§ Directions for this task: Go through the data below and return each line containing the word "positive".

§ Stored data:
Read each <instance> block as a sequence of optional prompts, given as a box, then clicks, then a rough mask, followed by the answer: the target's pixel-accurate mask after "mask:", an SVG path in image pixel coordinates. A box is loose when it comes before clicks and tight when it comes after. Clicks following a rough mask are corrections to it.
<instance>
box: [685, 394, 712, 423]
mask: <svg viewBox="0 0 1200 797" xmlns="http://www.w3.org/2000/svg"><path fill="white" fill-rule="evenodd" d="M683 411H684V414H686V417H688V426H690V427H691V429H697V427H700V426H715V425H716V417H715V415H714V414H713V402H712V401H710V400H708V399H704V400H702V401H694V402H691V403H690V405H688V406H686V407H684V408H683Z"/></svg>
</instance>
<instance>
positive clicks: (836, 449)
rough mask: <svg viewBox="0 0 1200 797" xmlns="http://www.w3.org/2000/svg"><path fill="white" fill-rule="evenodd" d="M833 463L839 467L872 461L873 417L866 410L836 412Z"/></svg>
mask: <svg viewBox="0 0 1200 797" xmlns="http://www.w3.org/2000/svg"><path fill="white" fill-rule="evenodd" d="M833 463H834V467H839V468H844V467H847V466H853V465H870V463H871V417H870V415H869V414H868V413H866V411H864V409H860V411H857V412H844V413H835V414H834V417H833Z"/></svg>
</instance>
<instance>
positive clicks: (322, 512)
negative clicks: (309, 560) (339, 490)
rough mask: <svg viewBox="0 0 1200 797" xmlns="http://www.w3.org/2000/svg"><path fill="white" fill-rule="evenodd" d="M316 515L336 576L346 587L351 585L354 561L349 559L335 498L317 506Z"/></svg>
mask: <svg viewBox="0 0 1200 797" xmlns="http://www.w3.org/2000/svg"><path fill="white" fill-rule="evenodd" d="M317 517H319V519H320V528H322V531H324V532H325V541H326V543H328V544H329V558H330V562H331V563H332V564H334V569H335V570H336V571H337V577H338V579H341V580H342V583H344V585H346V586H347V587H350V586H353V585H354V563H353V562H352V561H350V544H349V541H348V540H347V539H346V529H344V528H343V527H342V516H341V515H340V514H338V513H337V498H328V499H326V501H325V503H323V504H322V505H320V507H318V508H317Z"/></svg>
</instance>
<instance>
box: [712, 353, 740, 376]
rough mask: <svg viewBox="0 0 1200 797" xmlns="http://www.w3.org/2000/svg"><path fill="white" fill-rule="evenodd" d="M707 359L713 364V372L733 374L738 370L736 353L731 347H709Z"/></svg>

§ Solution to the problem:
positive clicks: (836, 449)
positive clicks: (322, 512)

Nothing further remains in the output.